(Dataset entries)
───
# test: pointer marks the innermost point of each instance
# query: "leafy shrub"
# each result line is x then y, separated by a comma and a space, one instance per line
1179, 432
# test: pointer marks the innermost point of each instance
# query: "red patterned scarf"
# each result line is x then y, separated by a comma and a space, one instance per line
───
**PROBLEM**
What you write must match the records above exactly, line for line.

**WRITTEN RESPONSE**
# test: pointer marks the innermost point of each instance
# query: "leafy shrub"
# each result line is x then y, separated by a comma and a space, one instance per line
1179, 432
# test: pointer marks the innermost point of each instance
# query: "red patterned scarf"
# each result line is x then y, separated by a comma and a space, one instance per line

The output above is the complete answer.